All of the data below is to be repeated exactly, except for the pictures.
────────────────
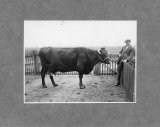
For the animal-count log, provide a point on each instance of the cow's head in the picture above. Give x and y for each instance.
(104, 56)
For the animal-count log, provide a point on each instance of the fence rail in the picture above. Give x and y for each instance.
(33, 66)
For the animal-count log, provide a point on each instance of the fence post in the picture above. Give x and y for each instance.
(36, 62)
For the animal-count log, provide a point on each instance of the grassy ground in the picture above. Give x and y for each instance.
(98, 89)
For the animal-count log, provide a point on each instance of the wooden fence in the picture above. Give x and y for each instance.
(128, 81)
(33, 66)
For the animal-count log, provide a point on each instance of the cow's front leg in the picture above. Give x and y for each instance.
(80, 81)
(53, 82)
(43, 71)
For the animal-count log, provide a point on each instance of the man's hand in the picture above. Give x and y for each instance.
(125, 60)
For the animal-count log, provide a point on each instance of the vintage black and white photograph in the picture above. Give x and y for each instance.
(74, 61)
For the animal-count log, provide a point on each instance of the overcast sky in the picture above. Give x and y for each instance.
(78, 33)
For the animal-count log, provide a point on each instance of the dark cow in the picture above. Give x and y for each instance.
(70, 59)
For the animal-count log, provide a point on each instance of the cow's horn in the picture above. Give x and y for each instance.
(99, 51)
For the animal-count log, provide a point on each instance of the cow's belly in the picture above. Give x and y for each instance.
(88, 70)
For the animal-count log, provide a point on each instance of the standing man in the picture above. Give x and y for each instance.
(125, 55)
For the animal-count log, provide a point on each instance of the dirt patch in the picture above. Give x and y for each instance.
(98, 89)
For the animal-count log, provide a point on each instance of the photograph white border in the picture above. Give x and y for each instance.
(135, 84)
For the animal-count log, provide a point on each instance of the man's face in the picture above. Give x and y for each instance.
(128, 43)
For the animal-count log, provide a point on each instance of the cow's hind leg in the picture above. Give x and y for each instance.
(53, 82)
(43, 72)
(80, 81)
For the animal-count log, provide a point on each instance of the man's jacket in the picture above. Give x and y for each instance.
(128, 54)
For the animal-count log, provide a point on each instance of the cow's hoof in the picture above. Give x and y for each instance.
────────────────
**TASK RESPONSE:**
For the animal-count log, provide a point on each instance of the cow's head in the picture above. Give x and y for each instance.
(104, 56)
For the animal-count log, provide a point on each instance of the fence rail in the picture above. Give x and y for each instance.
(33, 66)
For the animal-count log, provide a point on each instance of the fence post in the picture above. Give x and y for each instance.
(36, 62)
For the animal-count log, provide a point on each instance of the grassy ground in the picture above. Give x and y for each instance.
(98, 89)
For the animal-count log, provide a point on each instance of the wooden fence in the picture above. Give x and y for each instance.
(128, 81)
(33, 66)
For the animal-count log, provide a point on each instance of the cow's front leg in the picture above. Give x and y for each instance.
(80, 81)
(53, 82)
(43, 71)
For the animal-count log, provide a point on each instance of the man's hand in the picture above. Give x and y for each instance.
(125, 60)
For the animal-count log, provide a point on each instance of the vintage black and white photograph in the picture above. Give x and y for each instance.
(74, 61)
For the animal-count log, provide a point on each instance of the overcast sky in the picture above. Give x and y for each instance.
(78, 33)
For the animal-count log, provide a point on each instance of the dark cow in the picture above. Give x and y for each instance.
(70, 59)
For the animal-count log, provide a point on each instance of the cow's horn in the picture above. Give x and y for each instance.
(99, 51)
For the animal-count log, provide a point on each instance of the cow's belly in the picture above. Give x and y for each instance.
(88, 70)
For the animal-count log, provide a point on each instance of the standing man in the picture above. Give x and y for each instance.
(125, 55)
For the animal-count log, provide a point on each instance of the dirt patch in the picture above. Give x and y for each instance.
(98, 89)
For the animal-count log, provide a point on each instance of the photograph white border in the picture above. Give x and y for each instance.
(135, 84)
For the animal-count log, provide a point on each instance of the man's face in the picture above. Give x and y for each instance.
(128, 43)
For the animal-count log, provide a point on each instance of the cow's hind leg in the picture above. Give x and y for each instance.
(53, 82)
(43, 72)
(80, 81)
For the animal-count log, provide a point on each instance of the man's jacket in the picture above. Give x and y for each instance.
(128, 54)
For the animal-count log, provide a point on each instance of the cow's hoof in the picture above. Give x and y for each instance.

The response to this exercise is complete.